*Material*:
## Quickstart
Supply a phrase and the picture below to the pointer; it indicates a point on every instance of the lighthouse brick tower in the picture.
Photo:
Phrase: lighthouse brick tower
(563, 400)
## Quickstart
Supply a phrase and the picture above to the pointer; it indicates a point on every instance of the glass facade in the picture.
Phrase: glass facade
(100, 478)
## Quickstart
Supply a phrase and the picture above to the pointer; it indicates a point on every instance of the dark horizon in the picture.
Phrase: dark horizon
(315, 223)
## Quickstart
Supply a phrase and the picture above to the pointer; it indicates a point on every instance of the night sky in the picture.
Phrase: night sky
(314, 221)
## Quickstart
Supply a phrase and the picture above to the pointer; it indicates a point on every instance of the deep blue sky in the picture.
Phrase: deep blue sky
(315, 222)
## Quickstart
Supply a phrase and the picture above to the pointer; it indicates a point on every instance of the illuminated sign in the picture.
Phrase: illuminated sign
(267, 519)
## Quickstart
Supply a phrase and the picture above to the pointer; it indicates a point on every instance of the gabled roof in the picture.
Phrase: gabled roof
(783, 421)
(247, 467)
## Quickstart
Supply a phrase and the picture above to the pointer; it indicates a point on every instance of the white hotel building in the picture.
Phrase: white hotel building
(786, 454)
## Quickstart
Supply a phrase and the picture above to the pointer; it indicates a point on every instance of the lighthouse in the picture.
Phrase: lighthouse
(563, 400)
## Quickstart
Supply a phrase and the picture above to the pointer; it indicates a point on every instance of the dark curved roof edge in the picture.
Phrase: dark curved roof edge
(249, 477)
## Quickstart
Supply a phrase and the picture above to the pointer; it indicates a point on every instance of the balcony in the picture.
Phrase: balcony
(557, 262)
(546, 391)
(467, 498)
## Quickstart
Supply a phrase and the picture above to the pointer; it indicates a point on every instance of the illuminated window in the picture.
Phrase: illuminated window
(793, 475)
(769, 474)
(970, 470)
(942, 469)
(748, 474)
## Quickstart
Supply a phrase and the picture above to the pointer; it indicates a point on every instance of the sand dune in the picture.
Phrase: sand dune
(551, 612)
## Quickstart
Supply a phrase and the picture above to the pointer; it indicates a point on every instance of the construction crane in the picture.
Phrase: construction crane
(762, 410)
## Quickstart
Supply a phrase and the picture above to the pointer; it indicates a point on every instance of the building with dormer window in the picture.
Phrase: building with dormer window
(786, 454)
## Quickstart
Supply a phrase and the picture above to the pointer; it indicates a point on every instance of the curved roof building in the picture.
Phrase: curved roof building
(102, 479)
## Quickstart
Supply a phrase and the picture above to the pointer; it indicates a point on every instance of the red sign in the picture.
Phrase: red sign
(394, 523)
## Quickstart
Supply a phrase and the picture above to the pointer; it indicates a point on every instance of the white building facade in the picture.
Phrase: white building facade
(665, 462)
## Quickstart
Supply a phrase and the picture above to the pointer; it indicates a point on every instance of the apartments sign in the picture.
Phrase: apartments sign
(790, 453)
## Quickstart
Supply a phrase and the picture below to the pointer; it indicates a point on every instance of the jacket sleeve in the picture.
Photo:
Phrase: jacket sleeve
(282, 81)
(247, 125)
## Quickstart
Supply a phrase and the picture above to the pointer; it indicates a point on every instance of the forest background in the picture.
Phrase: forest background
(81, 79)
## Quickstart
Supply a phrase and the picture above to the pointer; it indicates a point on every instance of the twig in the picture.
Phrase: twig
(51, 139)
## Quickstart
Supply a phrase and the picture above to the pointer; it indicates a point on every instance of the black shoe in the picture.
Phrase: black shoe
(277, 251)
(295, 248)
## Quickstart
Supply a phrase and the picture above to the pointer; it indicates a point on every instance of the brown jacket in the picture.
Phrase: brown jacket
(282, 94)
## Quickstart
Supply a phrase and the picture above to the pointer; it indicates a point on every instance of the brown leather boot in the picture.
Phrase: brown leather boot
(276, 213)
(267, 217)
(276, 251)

*Requirements*: Copy out the data shown above without altering anything.

*Solution to the exercise*:
## Quickstart
Supply a phrase and the picture below to the pointer; it indicates a point on every instance of the lighthouse brick tower in the picture.
Photo:
Phrase: lighthouse brick tower
(563, 400)
## Quickstart
Supply a phrase and the picture above to the pointer; it indicates a point on every instance of the glass facade in the picture.
Phrase: glass facade
(100, 478)
## Quickstart
Supply a phrase and the picture above to the pointer; it indicates a point on every instance of the dark horizon in the picture.
Phrase: dark horizon
(315, 223)
## Quickstart
Supply a phrase and the picture above to the pointer; it indicates a point on every instance of the night sky in the picture.
Phrase: night sky
(314, 221)
## Quickstart
Supply a phrase and the picture above to the pointer; it indicates a point on every instance of the deep blue sky in the picture.
Phrase: deep blue sky
(315, 222)
## Quickstart
Supply a phrase and the picture above to the pointer; it indicates a point on every instance of the illuminated sign in the picture.
Phrase: illuminated sign
(267, 519)
## Quickstart
Supply a phrase and the picture above to the pointer; it indicates a point on every instance of the gabled roof in the picture.
Phrase: gabled roof
(783, 421)
(247, 467)
## Quickstart
Supply a phrase and the picture above to the pointer; it indicates a point on every instance of the white hotel building in the picture.
Phrase: white hotel building
(786, 454)
## Quickstart
Supply a phrase and the picture above to the pointer; it indicates a point on every instance of the lighthouse in the picture.
Phrase: lighthouse
(563, 400)
## Quickstart
Supply a phrase and the picture above to the pointer; it indicates a point on every instance of the dark curved roof edge in the picture.
Phrase: dark curved roof edge
(249, 477)
## Quickstart
Supply a phrase and the picture above to the pointer; it indicates a point on every instance of the balcony in the picture.
Phrase: balcony
(557, 262)
(546, 391)
(467, 498)
## Quickstart
Supply a phrase and the picture above to the pointer; it indicates a point on every instance of the illuminated window in the picture.
Phrase: illuminated window
(793, 475)
(769, 474)
(970, 470)
(942, 469)
(748, 474)
## Quickstart
Supply a phrase and the picture above to the pointer; it indicates a point on every instance of the sand dune in the picture.
Phrase: sand dune
(551, 612)
## Quickstart
Supply a phrase and the picture above to the pointer; it indicates a point on every instance of the construction crane in the picture.
Phrase: construction crane
(762, 410)
## Quickstart
Supply a phrase and the picture above to the pointer; it indicates a point on every instance of the building with dormer window in the picture.
Phrase: building with dormer window
(786, 454)
## Quickstart
Supply a phrase and the picture above to the pointer; it indicates a point on every instance of the curved roof building in the picture.
Phrase: curved roof building
(102, 479)
## Quickstart
Supply a phrase and the picture above to the pointer; it indicates a point on every instance of the red sign in the picture.
Phrase: red sign
(394, 523)
## Quickstart
Supply a phrase and the picture above to the pointer; it indicates a point on every instance of the white building facade in the picture.
Phrase: white building facade
(665, 462)
## Quickstart
Supply a phrase and the picture above to the pointer; it indicates a point on every instance of the apartments sign in the picture.
Phrase: apartments sign
(790, 453)
## Quickstart
Supply a phrase and the picture below to the pointer; it indicates a point on every instance of the jacket sleeve in the picture.
Photo:
Phrase: jacket sleeve
(282, 81)
(247, 125)
## Quickstart
Supply a phrase and the picture above to the pointer; it indicates a point on every instance of the forest background in the picture.
Phrase: forest background
(81, 79)
## Quickstart
Supply a phrase and the picture above to the pointer; it indicates a point on every instance of the twig in the picture.
Phrase: twig
(51, 139)
## Quickstart
Supply a phrase and the picture above to the pointer; it indicates a point on every instance of the black shoe in the picture.
Phrase: black shoe
(277, 251)
(295, 248)
## Quickstart
Supply a phrase and the picture above to the pointer; it indicates a point on every instance of the brown jacket in the picture.
Phrase: brown jacket
(282, 94)
## Quickstart
Supply a phrase and the picture above to the pointer; it indicates a point on every instance of the brown leather boot in the picture.
Phrase: brown leather boot
(276, 213)
(267, 217)
(276, 251)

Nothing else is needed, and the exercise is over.